■ GIVEN TASK ■
Rewrite the items below as a numbered list, leaving out any blank lines.

■ STORED RECORDS ■

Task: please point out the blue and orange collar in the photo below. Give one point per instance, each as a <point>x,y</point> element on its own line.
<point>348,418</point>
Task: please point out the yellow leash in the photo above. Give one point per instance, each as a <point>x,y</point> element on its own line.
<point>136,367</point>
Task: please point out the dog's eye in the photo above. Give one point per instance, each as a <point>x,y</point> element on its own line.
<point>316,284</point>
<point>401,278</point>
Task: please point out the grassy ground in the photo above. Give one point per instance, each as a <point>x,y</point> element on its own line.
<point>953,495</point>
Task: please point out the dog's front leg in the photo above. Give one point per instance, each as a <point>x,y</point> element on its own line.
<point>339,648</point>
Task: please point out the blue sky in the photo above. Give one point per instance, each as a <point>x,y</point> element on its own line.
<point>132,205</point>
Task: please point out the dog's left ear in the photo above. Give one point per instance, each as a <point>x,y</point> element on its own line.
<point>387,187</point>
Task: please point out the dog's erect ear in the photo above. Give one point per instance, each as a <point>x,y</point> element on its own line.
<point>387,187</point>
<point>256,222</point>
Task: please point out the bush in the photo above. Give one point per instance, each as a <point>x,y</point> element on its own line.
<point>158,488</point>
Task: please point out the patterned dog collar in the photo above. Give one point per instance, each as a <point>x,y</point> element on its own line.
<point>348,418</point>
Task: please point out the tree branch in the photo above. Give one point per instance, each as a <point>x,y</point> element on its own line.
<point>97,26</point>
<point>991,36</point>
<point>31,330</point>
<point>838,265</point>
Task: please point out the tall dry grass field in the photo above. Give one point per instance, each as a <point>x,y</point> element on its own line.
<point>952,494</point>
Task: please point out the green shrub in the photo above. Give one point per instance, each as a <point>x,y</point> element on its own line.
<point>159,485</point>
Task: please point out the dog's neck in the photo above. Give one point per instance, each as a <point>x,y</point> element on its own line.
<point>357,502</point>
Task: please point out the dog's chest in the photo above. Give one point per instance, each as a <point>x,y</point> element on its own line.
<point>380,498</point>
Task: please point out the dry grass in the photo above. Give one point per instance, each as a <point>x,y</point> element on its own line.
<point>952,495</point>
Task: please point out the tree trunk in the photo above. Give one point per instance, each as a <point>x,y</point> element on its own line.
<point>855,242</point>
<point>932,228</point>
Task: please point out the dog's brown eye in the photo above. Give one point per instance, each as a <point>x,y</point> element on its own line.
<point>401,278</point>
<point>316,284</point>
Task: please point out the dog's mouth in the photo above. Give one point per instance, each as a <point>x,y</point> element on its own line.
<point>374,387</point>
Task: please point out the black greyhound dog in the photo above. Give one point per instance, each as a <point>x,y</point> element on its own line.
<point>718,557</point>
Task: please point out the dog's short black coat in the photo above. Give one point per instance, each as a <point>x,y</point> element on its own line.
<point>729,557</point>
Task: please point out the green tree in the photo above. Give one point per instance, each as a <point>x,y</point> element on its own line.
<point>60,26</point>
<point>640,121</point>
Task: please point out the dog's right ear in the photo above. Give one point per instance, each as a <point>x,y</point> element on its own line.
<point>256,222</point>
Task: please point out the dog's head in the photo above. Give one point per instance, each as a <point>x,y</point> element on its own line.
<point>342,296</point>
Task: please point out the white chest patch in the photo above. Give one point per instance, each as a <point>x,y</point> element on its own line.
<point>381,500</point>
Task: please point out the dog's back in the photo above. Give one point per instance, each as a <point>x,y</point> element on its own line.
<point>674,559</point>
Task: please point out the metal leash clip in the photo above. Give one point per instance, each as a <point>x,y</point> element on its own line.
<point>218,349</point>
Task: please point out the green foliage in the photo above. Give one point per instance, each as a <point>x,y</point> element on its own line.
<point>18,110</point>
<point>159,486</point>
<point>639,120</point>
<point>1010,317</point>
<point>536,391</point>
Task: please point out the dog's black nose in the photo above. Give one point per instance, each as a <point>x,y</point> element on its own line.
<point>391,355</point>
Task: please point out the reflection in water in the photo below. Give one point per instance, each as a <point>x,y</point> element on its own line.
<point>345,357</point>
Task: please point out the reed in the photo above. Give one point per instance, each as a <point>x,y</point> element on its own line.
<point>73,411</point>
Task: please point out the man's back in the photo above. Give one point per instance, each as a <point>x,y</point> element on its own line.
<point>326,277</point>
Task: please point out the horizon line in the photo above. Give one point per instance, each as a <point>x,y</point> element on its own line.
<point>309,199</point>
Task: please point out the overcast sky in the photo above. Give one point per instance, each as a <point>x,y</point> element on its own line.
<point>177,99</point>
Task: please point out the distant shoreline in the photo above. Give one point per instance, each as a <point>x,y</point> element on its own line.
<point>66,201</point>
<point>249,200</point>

■ THE RESULT ■
1. Task: please point out the blue and orange collar in the photo below. Give one point per instance, each as a <point>x,y</point> element on its own line.
2. <point>348,418</point>
3. Task: please point out the yellow leash in the photo above. Give one point per instance, each as a <point>x,y</point> element on its own line.
4. <point>136,367</point>
5. Task: please point out the dog's eye in the photo above. Give one point per instance, each as a <point>x,y</point> element on its own line.
6. <point>316,284</point>
7. <point>401,278</point>
8. Task: please point out the grassy ground in the photo above. Give one point per instance, each as a <point>x,y</point> element on its own line.
9. <point>953,495</point>
10. Task: please point out the dog's front leg in the photo above. Give one point per instance, each as a <point>x,y</point> element on its own line.
11. <point>339,648</point>
12. Task: please point out the blue sky in the photo above. Give one point per instance, each as a <point>x,y</point> element on its own line.
13. <point>132,205</point>
14. Task: please point out the dog's left ear in the photo above. Give one point per instance, each as a <point>x,y</point> element on its own line.
15. <point>387,187</point>
16. Task: please point out the dog's erect ear in the photo above. Give one point per instance, each as a <point>x,y</point> element on its own line.
17. <point>387,187</point>
18. <point>256,222</point>
19. Task: please point out the bush in the photo above. Give one point per instance, each as a <point>x,y</point> element on its own line.
20. <point>158,488</point>
21. Task: please point out the patterned dog collar in the photo above. Give one point per instance, each as a <point>x,y</point> element on its own line.
22. <point>348,418</point>
23. Task: please point out the tree branch in the photo above. Give one point per instance, each as a <point>x,y</point> element on its own line.
24. <point>97,26</point>
25. <point>991,36</point>
26. <point>31,330</point>
27. <point>838,265</point>
28. Task: please point out the tall dry grass field in the photo above. Give one point per instance, each as a <point>x,y</point> element on its own line.
29. <point>952,494</point>
30. Task: please point out the green shrub in the photo above. Give one point per instance, each as a <point>x,y</point> element on its own line.
31. <point>159,485</point>
32. Task: please point out the dog's neck in the photo above. Give one point per instance, each as a <point>x,y</point> element on its own line.
33. <point>357,502</point>
34. Task: please point out the dog's chest in the photo above. Give one point per instance, each as a <point>x,y</point> element on its own line.
35. <point>380,498</point>
36. Task: please point out the dry grass in the photo above. Give one point per instance, each as a <point>x,y</point> element on its own line.
37. <point>952,495</point>
38. Task: please point out the tree trunk in the photo above. Give one point per instance, each as a <point>x,y</point> element on its own line.
39. <point>855,242</point>
40. <point>932,228</point>
41. Task: please point out the dog's brown eye in the photo above. Give one point per instance, each as a <point>x,y</point> element on its own line.
42. <point>401,278</point>
43. <point>316,284</point>
44. Task: please point out the dog's mouth in the photo above. Give one point per instance, each as a <point>x,y</point> element on its own line.
45. <point>374,387</point>
46. Task: please point out the black greyhound dog in the photo above. Give one point per instance, each as a <point>x,y</point> element on its own line.
47. <point>718,557</point>
48. Task: please point out the dog's short black coat in the photo above. Give one point per instance, each as a <point>x,y</point> element on its own line.
49. <point>729,557</point>
50. Task: please point out the green tree in the photo above. Give one point per instance, each as a <point>x,y</point> element on its own line.
51. <point>60,26</point>
52. <point>640,121</point>
53. Task: please point out the dog's right ear in the photo above. Give one point per instance, each as a <point>x,y</point> element on its own line.
54. <point>256,222</point>
55. Task: please point out the dog's head in the photo above. Give one point per instance, each as a <point>x,y</point> element on its own line.
56. <point>342,296</point>
57. Task: please point out the white chest patch in the photo above. Give one point per instance, each as a <point>x,y</point> element on its own line.
58. <point>381,500</point>
59. Task: please point out the dog's back in the photo above. Give one point per instance, each as a <point>x,y</point> element on its own line.
60. <point>674,559</point>
61. Task: please point out the metal leash clip in the photo above. Give one point per instance, each as a <point>x,y</point> element on its own line.
62. <point>218,349</point>
63. Task: please point out the green foliage in the photo above. Give one point per instance, each as a <point>x,y</point> element on its own line.
64. <point>18,110</point>
65. <point>159,486</point>
66. <point>639,120</point>
67. <point>1010,317</point>
68. <point>536,391</point>
69. Task: please point out the dog's black nose in the photo above. Give one point per instance, each as a <point>x,y</point> element on its own line.
70. <point>391,355</point>
71. Task: please point out the reflection in water in the photo below. Give one point per instance, each as a <point>x,y</point> element on its own line.
72. <point>345,357</point>
73. Task: please point out the reed in the photo above. Give one point per instance, each as a <point>x,y</point> element on its own line.
74. <point>73,411</point>
75. Task: please point out the man's back in the photo above. Give one point per instance, each as a <point>x,y</point> element on its own line.
76. <point>326,277</point>
77. Task: please point out the horizon line in the photo above. Give one point per instance, each as a <point>x,y</point> element on its own line.
78. <point>309,199</point>
79. Task: please point out the overcast sky in the photo above. Give one point per instance, each as a <point>x,y</point> element on its own line.
80. <point>177,99</point>
81. Task: please point out the distant shoreline in the photo above. Give one point per instance, each as a <point>x,y</point> element on its own line.
82. <point>66,201</point>
83. <point>249,200</point>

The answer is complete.